Task prompt:
Would you transcribe all of the data exactly, down to the last character?

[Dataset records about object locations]
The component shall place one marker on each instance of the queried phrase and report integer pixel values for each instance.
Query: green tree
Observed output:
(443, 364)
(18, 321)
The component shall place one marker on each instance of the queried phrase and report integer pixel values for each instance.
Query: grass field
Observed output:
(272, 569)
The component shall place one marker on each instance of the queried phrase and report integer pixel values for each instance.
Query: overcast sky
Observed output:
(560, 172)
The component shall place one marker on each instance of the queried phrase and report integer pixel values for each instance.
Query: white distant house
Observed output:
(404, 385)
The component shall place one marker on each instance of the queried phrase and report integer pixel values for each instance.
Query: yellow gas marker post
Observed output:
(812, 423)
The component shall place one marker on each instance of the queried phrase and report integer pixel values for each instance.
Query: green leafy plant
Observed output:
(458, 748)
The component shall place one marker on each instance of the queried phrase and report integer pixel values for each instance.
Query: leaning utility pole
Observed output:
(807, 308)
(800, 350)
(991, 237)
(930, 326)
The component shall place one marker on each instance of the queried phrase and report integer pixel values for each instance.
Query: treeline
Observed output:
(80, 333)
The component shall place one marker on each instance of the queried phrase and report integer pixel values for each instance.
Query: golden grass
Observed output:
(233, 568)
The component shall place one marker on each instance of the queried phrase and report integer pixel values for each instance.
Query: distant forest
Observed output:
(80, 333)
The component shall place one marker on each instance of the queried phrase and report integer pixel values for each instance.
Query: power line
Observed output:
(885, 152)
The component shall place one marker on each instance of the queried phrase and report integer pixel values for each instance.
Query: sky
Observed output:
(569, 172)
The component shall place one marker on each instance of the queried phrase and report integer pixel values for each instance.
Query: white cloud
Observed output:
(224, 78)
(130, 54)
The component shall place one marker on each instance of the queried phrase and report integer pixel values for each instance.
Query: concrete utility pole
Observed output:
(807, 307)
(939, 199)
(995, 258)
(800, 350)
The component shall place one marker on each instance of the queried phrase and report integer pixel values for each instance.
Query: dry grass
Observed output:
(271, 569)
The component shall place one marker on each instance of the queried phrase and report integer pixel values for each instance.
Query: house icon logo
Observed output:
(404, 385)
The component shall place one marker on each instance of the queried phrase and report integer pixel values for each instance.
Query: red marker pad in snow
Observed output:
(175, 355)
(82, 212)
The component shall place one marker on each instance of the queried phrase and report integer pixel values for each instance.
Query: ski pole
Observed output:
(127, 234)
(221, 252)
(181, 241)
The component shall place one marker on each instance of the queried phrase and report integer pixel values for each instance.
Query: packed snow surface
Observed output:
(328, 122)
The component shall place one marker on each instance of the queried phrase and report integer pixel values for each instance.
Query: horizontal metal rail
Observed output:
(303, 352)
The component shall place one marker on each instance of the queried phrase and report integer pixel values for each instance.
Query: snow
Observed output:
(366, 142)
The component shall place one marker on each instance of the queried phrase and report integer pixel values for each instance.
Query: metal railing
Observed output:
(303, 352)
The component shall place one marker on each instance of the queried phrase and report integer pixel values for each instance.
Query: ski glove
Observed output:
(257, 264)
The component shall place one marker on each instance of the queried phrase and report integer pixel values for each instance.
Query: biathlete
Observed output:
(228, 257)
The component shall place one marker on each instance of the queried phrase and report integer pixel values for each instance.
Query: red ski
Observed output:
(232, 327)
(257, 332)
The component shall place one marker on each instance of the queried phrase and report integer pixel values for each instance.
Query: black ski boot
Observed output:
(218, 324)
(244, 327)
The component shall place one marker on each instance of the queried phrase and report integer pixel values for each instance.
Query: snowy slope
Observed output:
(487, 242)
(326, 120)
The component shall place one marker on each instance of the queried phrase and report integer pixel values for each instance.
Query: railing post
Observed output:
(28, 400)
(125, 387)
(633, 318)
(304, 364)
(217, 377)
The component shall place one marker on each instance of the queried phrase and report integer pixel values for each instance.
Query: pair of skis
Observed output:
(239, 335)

Answer to the task:
The component shall place one marker on each instance of the queried phrase and report integer pixel values for each instance.
Query: green tree
Observed output:
(443, 364)
(18, 321)
The component shall place one marker on each instance of the queried phrase and report integer pixel values for each instance.
Query: grass field
Observed output:
(272, 569)
The component shall place one marker on each instance of the queried phrase and report integer pixel values for each instance.
Query: overcast sky
Observed output:
(560, 172)
The component shall place one marker on each instance of the queried phrase and report integer pixel values for each instance.
Query: white distant house
Observed output:
(404, 385)
The component shall place one marker on each instance of the queried phrase and report integer pixel values for each instance.
Query: yellow gas marker post
Observed output:
(812, 423)
The component shall place one marker on each instance of the queried phrase and report integer pixel values for each instance.
Query: green leafy plant
Observed output:
(458, 748)
The component shall place one marker on each instance of the queried phrase and report integer pixel values for each instance.
Query: leaning utility pole
Observed output:
(807, 308)
(800, 350)
(991, 237)
(930, 326)
The component shall place one marker on each instance of the queried phrase and report integer pixel values for each instance.
Query: treeline
Observed output:
(80, 333)
The component shall place one marker on each instance of the queried phrase and report integer pixel values for each instance.
Query: golden grass
Observed output:
(233, 568)
The component shall place one marker on each instance of the queried phrase and report integer pixel values for each instance.
Query: distant forest
Observed output:
(80, 333)
The component shall place one marker on each instance of the queried phrase and report integer pixel values for each instance.
Query: power line
Observed output:
(885, 152)
The component shall place one marker on each instance of the queried phrase and report integer pixel values for each instance.
Query: sky
Observed output:
(569, 172)
The component shall place one marker on each instance of the queried phrase and report integer pixel values for each instance.
Query: white cloud
Observed output:
(224, 78)
(130, 54)
The component shall place one marker on each instance of the queried phrase and report integer pixel values for each instance.
Query: concrete utility pole
Observed output:
(807, 307)
(939, 199)
(995, 258)
(800, 350)
The component shall place one marker on each instance of the queried phrase and report integer pixel values for each instance.
Query: dry grass
Observed output:
(271, 569)
The component shall place one marker on each instance of the queried phrase and report integer pixel values for each instance.
Query: house icon logo
Observed output:
(404, 385)
The component shall place one marker on each instance of the queried phrase and report integer pixel values for each instance.
Query: red marker pad in snow
Observed output:
(175, 355)
(82, 212)
The component shall place one marker on each instance of the queried phrase and report integer pixel values for each instance.
Query: ski pole
Observed output:
(127, 234)
(221, 252)
(181, 241)
The component shall place one marker on each instance of the queried phrase and report integer pixel values for each instance.
Query: packed snow surface
Observed output:
(328, 122)
The component shall place one marker on each instance of the queried phrase and report integer pixel values for each instance.
Query: horizontal metal rail
Observed output:
(303, 352)
The component shall place one marker on each instance of the queried phrase and report integer pixel values for each instance.
Query: snow
Observed output:
(366, 142)
The component shall place one marker on each instance of the queried phrase and report integer pixel values for each instance.
Query: metal railing
Observed output:
(303, 352)
The component shall place one marker on each instance of the queried phrase and report integer pixel values for each instance.
Query: ski glove
Observed output:
(257, 264)
The component shall place one marker on each instance of the queried phrase and report integer pixel values for each instance.
Query: biathlete
Observed output:
(228, 257)
The component shall place one marker on each instance of the queried phrase and report integer pixel values for each instance.
Query: red ski
Observed output:
(232, 327)
(257, 332)
The component shall place one marker on each instance of the queried phrase and report integer pixel values for each instance.
Query: black ski boot
Observed output:
(218, 324)
(244, 327)
The component shall place one marker on each instance of the queried phrase and report integer pixel values for each instance.
Query: snowy slope
Observed output:
(487, 242)
(326, 120)
The component shall place one marker on each instance of the queried phrase and report integer pixel values for each instance.
Query: railing post
Observed output:
(28, 400)
(125, 387)
(633, 318)
(304, 364)
(217, 377)
The component shall place one marker on each instance of the queried phrase and report integer pixel values for each instance.
Query: pair of skis
Observed output:
(239, 335)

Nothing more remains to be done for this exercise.